- [Source extract]
═══

Carmella is dead. Amazing how big a whole in one's life a dog leaves. No more necessity for walks. No one waiting at home for me. Is that silly? Life is. Heartbreaking too. I've loved and lost many women since Carmella came into my life. Emptiness there too, yes. But unconditional love? No, that was my dog.
Brain tumor took her. Specifically I had to have her put to sleep. Sucked. Cried. Some tough guy. I'd held her head through enough seizures to have an idea what was at stake. We had a nice trip to the neurologist, did I write about that? I don't read back often. A thickening novel, here. Non-fiction, alas, my dog really is gone. People are having their heads sawn off, african genocide rages again and I'm crying for my dog. Well, that is human experience. Experience is relative. What else is news?
I confessed to A. I'm back in touch with P. Nanny died. Certainly a sadder event than Carmella, no? My grandma, exeunt. Well, except that she made it to 93. And she got to see her great-grandchildren, and I got to see her. See what happens when I don't keep this up? Death and transfiguration. I saw her, next day she was in the hospital for the last time. Why must I keep thinking 'perspective'? Is that my coping mechanism? Why so dark, asked J. Not worth responding. JW and I argue all the time, it's wonderful. I hope he does well. Why is SM a qualification for my women? He feels it limits me. Sure it does. Also prevents trauma and boredom. Long way from Nanny to that, eh? Not really. She was a grandma. Any girls, she asked. Heh heh. I loved Nanny alot, I have much thinking to do before I speak regarding her. The memorial is inevitable. Sometime this summer, fall at the latest, when the P's get back from Ireland. Can I speak of my grandma without bringing up my dog? Should I? What of loss?

═══

[Natural-language object grounding data]
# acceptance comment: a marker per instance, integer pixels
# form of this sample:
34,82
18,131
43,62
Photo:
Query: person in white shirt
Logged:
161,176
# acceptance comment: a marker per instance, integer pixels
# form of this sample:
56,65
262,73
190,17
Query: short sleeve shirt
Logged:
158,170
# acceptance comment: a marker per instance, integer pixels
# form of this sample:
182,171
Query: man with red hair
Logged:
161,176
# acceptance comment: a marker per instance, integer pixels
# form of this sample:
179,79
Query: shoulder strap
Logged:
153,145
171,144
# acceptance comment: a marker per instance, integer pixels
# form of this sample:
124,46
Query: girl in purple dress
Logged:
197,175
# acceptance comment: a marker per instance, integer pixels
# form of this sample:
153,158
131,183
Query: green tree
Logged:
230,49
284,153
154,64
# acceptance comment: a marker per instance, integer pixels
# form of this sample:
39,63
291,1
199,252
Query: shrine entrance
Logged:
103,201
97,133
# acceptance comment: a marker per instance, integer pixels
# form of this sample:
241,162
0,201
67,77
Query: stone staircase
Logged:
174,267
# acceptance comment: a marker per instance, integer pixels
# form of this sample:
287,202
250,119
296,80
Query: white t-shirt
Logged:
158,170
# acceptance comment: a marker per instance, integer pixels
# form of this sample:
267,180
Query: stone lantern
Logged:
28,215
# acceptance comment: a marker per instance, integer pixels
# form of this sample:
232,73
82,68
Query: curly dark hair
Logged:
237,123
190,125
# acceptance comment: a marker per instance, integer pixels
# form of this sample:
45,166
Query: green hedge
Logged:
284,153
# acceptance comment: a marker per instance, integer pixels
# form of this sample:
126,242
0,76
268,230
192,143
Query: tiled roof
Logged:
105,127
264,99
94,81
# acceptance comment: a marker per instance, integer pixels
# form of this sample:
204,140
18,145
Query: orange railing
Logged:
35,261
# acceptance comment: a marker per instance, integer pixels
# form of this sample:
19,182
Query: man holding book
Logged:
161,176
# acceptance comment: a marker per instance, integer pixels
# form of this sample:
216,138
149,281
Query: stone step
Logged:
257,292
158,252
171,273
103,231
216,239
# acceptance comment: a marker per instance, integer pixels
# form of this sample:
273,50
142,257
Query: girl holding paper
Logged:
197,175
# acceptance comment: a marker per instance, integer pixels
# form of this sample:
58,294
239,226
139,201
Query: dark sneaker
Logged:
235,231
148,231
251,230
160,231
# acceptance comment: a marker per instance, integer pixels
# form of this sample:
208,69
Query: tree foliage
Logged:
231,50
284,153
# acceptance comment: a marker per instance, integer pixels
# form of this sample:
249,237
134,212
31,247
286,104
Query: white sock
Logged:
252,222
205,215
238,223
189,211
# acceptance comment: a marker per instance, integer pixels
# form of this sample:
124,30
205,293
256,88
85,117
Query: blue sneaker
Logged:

═══

- [Exercise instructions]
Summarize the passage about Carmella and Nanny in two sentences.

- [Answer to the exercise]
The writer's dog Carmella had a brain tumor and had to be put to sleep, and the writer cried over her and calls her the source of unconditional love. The writer's grandmother, Nanny, has also died at 93 after getting to see her great-grandchildren, and the writer wonders whether to speak of her at the memorial, expected this summer or fall at the latest, without bringing up the dog.